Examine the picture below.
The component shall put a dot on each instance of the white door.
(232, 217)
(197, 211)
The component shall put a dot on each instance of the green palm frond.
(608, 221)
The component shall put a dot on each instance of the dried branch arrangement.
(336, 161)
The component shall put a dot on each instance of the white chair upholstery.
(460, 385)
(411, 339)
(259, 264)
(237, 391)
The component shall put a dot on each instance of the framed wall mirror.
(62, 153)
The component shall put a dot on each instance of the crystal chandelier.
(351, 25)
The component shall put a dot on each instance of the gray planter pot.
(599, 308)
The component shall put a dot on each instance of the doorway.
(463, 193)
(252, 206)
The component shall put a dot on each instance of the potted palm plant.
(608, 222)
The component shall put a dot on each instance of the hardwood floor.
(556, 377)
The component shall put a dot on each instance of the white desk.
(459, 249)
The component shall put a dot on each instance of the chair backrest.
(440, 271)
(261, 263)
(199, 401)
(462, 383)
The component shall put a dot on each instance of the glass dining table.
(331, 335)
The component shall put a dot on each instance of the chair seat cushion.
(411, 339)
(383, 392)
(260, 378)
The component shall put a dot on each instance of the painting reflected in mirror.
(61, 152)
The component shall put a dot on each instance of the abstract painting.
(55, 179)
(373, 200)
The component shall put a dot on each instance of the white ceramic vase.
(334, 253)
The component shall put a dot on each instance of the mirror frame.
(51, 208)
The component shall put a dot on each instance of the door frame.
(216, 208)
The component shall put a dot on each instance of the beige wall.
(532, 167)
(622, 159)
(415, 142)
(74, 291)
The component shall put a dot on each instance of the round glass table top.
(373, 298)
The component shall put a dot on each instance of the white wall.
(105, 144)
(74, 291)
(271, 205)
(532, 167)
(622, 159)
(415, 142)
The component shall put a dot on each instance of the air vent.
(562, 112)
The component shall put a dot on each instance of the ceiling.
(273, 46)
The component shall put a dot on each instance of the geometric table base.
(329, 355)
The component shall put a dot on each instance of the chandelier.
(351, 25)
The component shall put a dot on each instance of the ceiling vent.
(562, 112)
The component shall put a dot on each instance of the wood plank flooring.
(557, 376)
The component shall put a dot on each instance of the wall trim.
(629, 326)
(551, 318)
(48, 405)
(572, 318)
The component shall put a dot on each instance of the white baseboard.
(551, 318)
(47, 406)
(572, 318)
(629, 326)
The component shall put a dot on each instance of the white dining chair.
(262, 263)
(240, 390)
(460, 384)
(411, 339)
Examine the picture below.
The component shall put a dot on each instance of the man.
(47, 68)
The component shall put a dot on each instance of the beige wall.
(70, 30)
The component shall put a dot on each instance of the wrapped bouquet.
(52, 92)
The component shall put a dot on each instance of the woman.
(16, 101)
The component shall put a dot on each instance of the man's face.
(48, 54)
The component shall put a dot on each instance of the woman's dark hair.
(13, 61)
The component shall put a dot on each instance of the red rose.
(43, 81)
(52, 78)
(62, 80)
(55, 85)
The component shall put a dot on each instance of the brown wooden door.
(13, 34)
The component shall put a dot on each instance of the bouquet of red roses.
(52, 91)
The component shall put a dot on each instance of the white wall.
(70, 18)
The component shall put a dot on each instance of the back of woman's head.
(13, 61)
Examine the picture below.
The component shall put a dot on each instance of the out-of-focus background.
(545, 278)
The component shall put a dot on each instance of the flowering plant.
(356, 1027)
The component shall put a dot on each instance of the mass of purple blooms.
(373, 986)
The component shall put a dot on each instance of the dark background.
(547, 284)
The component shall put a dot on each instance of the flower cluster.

### Task instructions
An exact copy of every line above is needed.

### Problem solution
Examine the picture below.
The component shall put a dot on each instance of the white door.
(232, 217)
(197, 211)
The component shall put a dot on each instance of the green palm frond.
(608, 221)
The component shall put a dot on each instance of the dried branch arrangement.
(336, 161)
The component shall put a dot on each instance of the white chair upholstery.
(460, 385)
(411, 339)
(259, 264)
(237, 391)
The component shall put a dot on each instance of the framed wall mirror.
(62, 153)
The component shall put a dot on each instance of the crystal chandelier.
(351, 25)
The component shall put a dot on each instance of the gray planter pot.
(599, 308)
The component shall put a dot on each instance of the doorway.
(463, 193)
(252, 206)
The component shall put a dot on each instance of the potted palm plant.
(608, 222)
The component shall put a dot on each instance of the hardwood floor.
(556, 377)
The component shall put a dot on each instance of the white desk.
(459, 249)
The component shall put a dot on each instance of the chair backrest.
(440, 271)
(261, 263)
(199, 401)
(462, 383)
The component shall put a dot on each instance of the glass dining table.
(331, 335)
The component shall put a dot on each instance of the chair seat cushion.
(411, 339)
(383, 392)
(260, 378)
The component shall put a dot on each instance of the painting reflected in mirror.
(61, 152)
The component shall put a dot on each instance of the abstract painting.
(55, 179)
(373, 200)
The component shall put a dot on each instance of the white ceramic vase.
(334, 253)
The component shall put a dot on each instance of the mirror frame.
(51, 208)
The component shall put a dot on each instance of the door frame.
(216, 208)
The component shall put a dot on each instance of the beige wall.
(532, 167)
(622, 159)
(415, 142)
(74, 291)
The component shall put a dot on each instance of the round glass table top.
(373, 298)
The component shall put a dot on each instance of the white wall.
(105, 144)
(74, 291)
(271, 205)
(532, 167)
(622, 159)
(415, 142)
The component shall put a dot on each instance of the air vent.
(562, 112)
The component shall put a dot on each instance of the ceiling.
(273, 46)
The component shall put a dot on each instance of the geometric table base.
(329, 355)
The component shall put a dot on each instance of the chandelier.
(351, 25)
The component shall put a dot on each instance of the ceiling vent.
(562, 112)
The component shall put a dot on each instance of the wood plank flooring.
(557, 376)
The component shall put a dot on each instance of the wall trim.
(629, 326)
(551, 318)
(48, 405)
(572, 318)
The component shall put a dot on each instance of the white baseboard.
(551, 318)
(47, 406)
(572, 318)
(629, 326)
The component shall put a dot on each instance of the white dining chair.
(262, 263)
(240, 390)
(460, 384)
(411, 339)
Examine the picture below.
The component shall put a dot on each instance of the man.
(47, 68)
The component shall put a dot on each instance of the beige wall.
(70, 30)
The component shall put a dot on each instance of the wrapped bouquet.
(52, 92)
The component shall put a dot on each instance of the woman.
(16, 101)
The component shall put a dot on each instance of the man's face.
(48, 54)
The component shall put a dot on each instance of the woman's dark hair.
(13, 61)
The component shall put a dot on each instance of the red rose.
(43, 81)
(52, 78)
(62, 80)
(55, 85)
The component shall put a dot on each instance of the brown wooden door.
(13, 34)
The component shall put a dot on each instance of the bouquet of red roses.
(52, 91)
The component shall put a dot on each instance of the white wall.
(70, 18)
The component shall put a dot on each instance of the back of woman's head.
(13, 61)
Examine the picture below.
The component shall put a dot on each instance of the out-of-focus background.
(545, 278)
The component shall put a dot on each instance of the flowering plant.
(356, 1027)
The component shall put a dot on each instance of the mass of purple blooms.
(373, 986)
The component shall put a dot on each instance of the dark background.
(547, 284)
The component shall put a dot on each instance of the flower cluster.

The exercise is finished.